Supplied passage
┌──

SET PHASERS TO "GRINDING TEDIUM"

Effectronica posted:

Okay! How does natural selection act on the phenotype produced by thinking in a certain way, while still forbidding telepathy? That is, how can natural selection distinguish between thinking "Brightly-colored animals are dangerous" and "Brightly-colored animals are cuddly" without any corresponding actions to act on, while still preventing us from reading minds without taking a peek at them?

I... I have no idea how to begin responding to this. It is, as they say, "not even wrong." I can only try, I guess.

For a start, I don't think you know what a phenotype is. It is the composite of an organism's observable traits, not an observable trait.

Secondly, I don't know what you mean by 'forbidding' or 'preventing' telepathy. You write as if natural selection has a will of its own.

Third, what the hell does "without any corresponding actions to act on" mean?

Fourth, and I think this goes to the heart of this abortion of a thread, why the hell would natural selection operate on beliefs at all except insofar as they influence an organism's capacity to reproduce?

Smudgie Buggler
Feb 27, 2005

SET PHASERS TO "GRINDING TEDIUM"

Effectronica posted:

You said, "Smudgie Buggler", that beliefs are behaviors, that they contribute to the phenotype of an organism. Therefore, it must be possible to distinguish, externally, between the phenotypes produced by different beliefs, in order for natural selection to act on them.
Ah, I see, you think because a belief is a behaviour that an organism's beliefs must have some impact on its phenotype. Wrong. Beliefs are not observable except insofar as they can be transmitted directly from one organism to another or are inferable from exhibited behaviours that they are determined to have motivated.

Again, you do not have a firm enough grasp of what a phenotype is.

quote:

However, since telepathy is not real, it must similarly be impossible to peek inside someone's brain without directly observing it.

Similarly to what? The verb 'peek' implies observation, so I guess this is basically right. But entirely irrelevant.

quote:

In addition, natural selection must be able to act in the absence of actions corresponding to the belief, in order for this to be true.

└──

Data lines
┌──

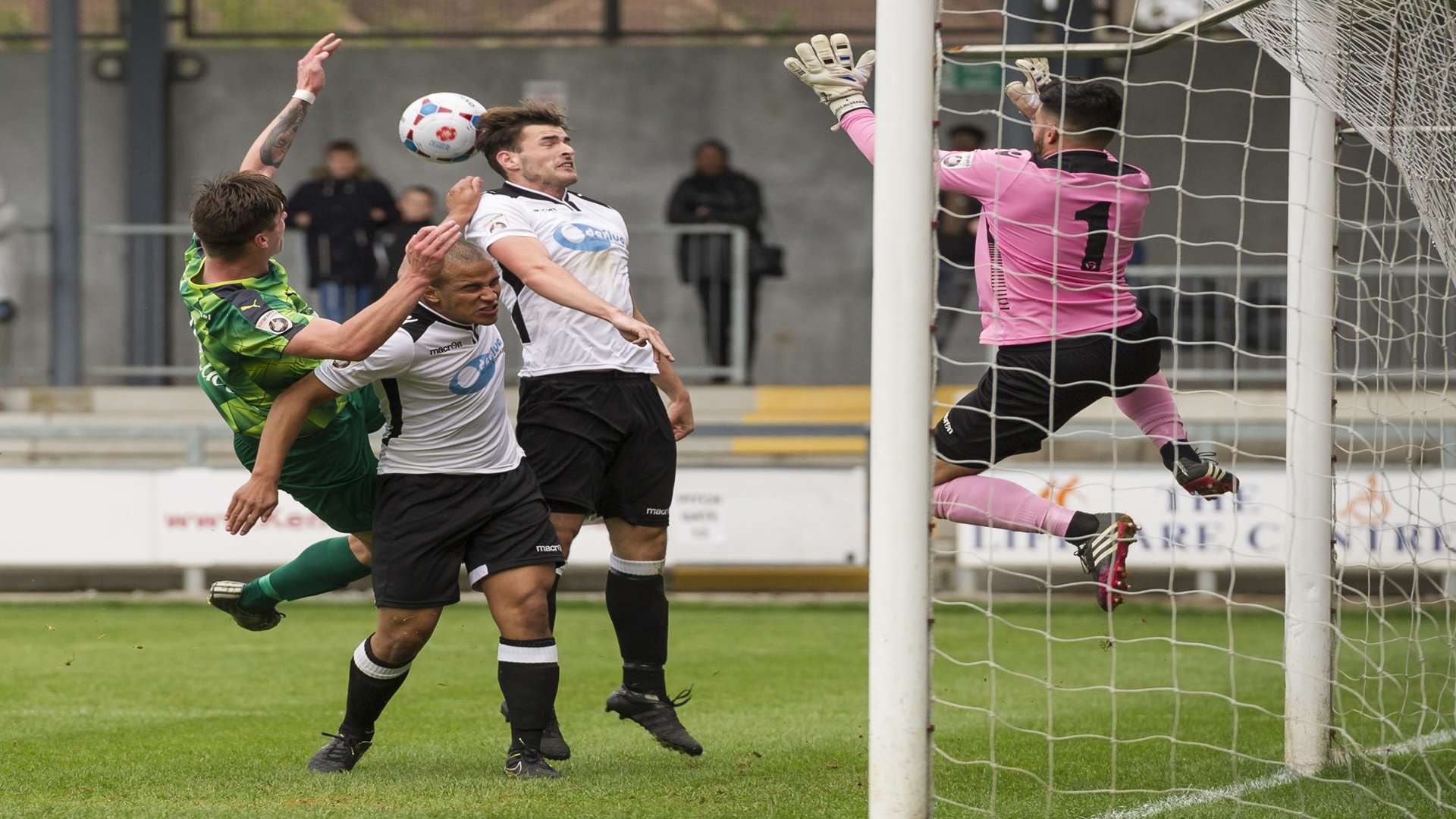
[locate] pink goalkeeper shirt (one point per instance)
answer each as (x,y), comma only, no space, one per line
(1055,238)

└──

What is asked
Transcribe the forum exchange on natural selection and beliefs between "For a start, I" and "capacity to reproduce?", inclusive.

Exercise answer
For a start, I don't think you know what a phenotype is. It is the composite of an organism's observable traits, not an observable trait.

Secondly, I don't know what you mean by 'forbidding' or 'preventing' telepathy. You write as if natural selection has a will of its own.

Third, what the hell does "without any corresponding actions to act on" mean?

Fourth, and I think this goes to the heart of this abortion of a thread, why the hell would natural selection operate on beliefs at all except insofar as they influence an organism's capacity to reproduce?